# Görev gereksinimleri:
Aşağıdaki satırların hepsini hiçbir değişiklik yapmadan yeniden yazın. Resimleri yazdığınız metne almayın.

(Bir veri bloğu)
__________________________________________________
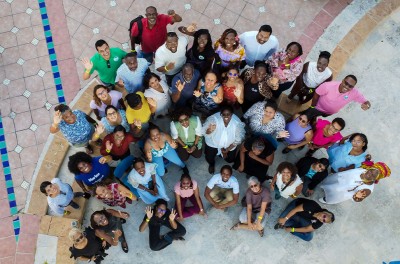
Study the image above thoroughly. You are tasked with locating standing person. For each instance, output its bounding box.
[139,199,186,251]
[40,178,90,216]
[174,174,207,222]
[231,176,272,237]
[274,198,335,241]
[309,75,371,116]
[202,105,245,174]
[287,51,332,104]
[239,25,279,67]
[154,32,188,86]
[204,165,239,210]
[115,52,149,93]
[82,39,126,87]
[131,6,182,63]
__________________________________________________
# Sonuç:
Study the image above thoroughly. You are tasked with locating standing person. For each instance, output its bounding box.
[139,199,186,251]
[40,178,90,216]
[174,174,207,222]
[231,176,272,237]
[274,198,335,241]
[309,75,371,116]
[202,105,245,174]
[287,51,332,104]
[239,25,279,67]
[154,32,188,86]
[204,165,239,210]
[115,52,149,93]
[82,39,126,87]
[131,6,182,63]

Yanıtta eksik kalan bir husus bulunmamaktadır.